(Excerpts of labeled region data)

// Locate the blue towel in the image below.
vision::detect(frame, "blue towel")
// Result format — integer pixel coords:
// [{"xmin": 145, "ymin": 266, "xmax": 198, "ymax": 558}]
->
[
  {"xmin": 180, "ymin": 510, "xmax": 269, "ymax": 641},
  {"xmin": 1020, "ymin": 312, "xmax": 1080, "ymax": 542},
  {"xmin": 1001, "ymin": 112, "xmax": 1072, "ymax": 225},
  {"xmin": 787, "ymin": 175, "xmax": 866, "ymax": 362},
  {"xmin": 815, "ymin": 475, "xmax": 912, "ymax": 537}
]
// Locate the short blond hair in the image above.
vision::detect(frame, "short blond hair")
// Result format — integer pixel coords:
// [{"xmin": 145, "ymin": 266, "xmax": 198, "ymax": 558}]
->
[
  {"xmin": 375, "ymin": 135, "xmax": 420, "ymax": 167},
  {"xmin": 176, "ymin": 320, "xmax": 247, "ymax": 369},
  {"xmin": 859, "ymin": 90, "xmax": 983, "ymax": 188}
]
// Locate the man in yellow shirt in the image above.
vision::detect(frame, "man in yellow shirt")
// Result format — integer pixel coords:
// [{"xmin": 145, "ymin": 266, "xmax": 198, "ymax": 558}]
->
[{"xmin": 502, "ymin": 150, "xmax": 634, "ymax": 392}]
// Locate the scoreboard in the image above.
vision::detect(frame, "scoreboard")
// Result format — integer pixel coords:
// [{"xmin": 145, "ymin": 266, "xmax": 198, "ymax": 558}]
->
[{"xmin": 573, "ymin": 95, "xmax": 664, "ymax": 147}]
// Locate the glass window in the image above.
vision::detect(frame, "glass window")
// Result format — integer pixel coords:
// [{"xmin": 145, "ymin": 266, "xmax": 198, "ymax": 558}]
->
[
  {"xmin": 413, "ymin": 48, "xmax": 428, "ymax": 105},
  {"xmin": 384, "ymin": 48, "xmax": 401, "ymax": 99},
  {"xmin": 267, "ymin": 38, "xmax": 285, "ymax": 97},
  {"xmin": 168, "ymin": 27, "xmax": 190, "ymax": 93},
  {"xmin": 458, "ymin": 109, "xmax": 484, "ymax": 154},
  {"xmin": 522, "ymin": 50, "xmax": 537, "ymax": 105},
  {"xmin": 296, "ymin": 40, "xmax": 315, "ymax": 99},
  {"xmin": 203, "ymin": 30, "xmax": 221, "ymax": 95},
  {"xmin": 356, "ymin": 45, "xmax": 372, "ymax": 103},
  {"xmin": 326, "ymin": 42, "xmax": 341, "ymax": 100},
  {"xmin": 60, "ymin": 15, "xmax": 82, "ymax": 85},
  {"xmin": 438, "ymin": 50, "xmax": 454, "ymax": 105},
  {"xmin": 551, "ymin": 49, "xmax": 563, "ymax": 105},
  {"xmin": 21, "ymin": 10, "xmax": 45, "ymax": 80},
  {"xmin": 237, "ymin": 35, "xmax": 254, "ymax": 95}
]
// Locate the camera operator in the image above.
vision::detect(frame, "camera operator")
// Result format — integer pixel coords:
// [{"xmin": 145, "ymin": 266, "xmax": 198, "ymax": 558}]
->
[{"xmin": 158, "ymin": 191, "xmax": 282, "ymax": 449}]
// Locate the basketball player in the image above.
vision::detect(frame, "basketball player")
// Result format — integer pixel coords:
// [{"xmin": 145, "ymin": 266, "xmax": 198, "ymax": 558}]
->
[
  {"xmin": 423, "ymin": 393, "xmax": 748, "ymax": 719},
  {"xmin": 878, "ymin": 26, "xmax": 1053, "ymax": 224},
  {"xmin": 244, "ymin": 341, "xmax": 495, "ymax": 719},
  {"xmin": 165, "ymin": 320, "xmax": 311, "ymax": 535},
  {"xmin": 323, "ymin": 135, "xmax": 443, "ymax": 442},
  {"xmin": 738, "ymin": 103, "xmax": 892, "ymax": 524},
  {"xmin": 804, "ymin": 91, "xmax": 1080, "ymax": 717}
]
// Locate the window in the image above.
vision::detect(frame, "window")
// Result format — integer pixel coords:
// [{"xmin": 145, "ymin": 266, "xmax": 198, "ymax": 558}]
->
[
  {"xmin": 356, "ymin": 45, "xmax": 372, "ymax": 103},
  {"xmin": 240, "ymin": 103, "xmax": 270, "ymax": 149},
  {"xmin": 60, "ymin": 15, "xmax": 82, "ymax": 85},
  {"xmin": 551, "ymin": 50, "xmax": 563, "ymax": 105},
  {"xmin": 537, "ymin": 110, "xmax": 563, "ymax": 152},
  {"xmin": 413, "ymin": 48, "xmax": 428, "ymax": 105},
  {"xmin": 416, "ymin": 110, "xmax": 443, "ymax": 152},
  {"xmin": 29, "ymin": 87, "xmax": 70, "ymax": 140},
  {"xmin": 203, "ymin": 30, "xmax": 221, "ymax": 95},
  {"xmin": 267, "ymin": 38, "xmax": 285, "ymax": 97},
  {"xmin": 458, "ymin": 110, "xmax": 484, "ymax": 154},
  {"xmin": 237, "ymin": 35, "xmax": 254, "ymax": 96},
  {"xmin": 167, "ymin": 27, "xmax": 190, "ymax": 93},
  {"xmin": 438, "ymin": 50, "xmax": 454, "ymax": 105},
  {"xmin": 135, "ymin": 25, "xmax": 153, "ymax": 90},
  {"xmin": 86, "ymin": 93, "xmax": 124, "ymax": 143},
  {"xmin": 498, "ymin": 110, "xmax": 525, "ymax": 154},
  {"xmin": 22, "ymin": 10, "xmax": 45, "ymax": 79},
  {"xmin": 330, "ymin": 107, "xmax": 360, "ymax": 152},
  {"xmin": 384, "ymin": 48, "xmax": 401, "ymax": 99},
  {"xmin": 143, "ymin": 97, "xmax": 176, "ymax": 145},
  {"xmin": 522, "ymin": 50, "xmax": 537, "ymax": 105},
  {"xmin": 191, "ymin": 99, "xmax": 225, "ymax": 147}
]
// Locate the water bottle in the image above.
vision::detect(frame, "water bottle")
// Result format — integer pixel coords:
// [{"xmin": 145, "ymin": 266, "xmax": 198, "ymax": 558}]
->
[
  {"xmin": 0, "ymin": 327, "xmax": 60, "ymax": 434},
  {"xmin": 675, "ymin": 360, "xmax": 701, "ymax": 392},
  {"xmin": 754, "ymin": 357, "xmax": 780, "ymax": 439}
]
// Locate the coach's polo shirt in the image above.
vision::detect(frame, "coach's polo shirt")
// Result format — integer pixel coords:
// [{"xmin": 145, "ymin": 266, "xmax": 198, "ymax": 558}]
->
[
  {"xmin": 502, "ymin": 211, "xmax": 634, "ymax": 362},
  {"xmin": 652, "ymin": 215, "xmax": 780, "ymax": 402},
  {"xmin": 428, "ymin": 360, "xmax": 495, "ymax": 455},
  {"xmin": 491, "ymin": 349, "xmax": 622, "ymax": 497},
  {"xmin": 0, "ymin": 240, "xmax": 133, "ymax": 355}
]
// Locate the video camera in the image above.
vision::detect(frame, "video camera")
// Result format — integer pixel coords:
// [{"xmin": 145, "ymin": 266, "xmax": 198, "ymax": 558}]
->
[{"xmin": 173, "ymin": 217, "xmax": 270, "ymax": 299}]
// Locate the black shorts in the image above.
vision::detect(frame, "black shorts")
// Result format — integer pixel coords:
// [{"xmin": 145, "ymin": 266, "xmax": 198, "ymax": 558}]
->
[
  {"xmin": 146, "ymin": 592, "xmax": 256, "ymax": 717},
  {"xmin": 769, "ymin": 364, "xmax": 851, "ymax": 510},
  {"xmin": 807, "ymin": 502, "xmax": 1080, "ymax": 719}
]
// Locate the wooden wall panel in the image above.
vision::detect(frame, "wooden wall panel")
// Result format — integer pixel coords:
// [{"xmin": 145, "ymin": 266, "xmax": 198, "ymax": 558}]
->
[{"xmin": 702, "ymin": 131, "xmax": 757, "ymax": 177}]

* [TASK OBJECTIVE]
Return the lines of the entries verbatim, beginning with the line that contains "shorts in the image above." and continuing through the last line of the entries.

* [SOLUTION FOR THIS TASK]
// Locate the black shorts in the image above.
vision::detect(frame, "black shorts")
// Result format — integer pixel coords:
// [{"xmin": 145, "ymin": 266, "xmax": 198, "ymax": 558}]
->
[
  {"xmin": 146, "ymin": 592, "xmax": 256, "ymax": 717},
  {"xmin": 769, "ymin": 364, "xmax": 851, "ymax": 510},
  {"xmin": 807, "ymin": 502, "xmax": 1080, "ymax": 719}
]
// Locate the wooden wall panel in the image above.
vision::detect(frame, "wooden wall panel")
// Result format — integer pixel coords:
// [{"xmin": 145, "ymin": 266, "xmax": 198, "ymax": 558}]
->
[{"xmin": 702, "ymin": 131, "xmax": 757, "ymax": 177}]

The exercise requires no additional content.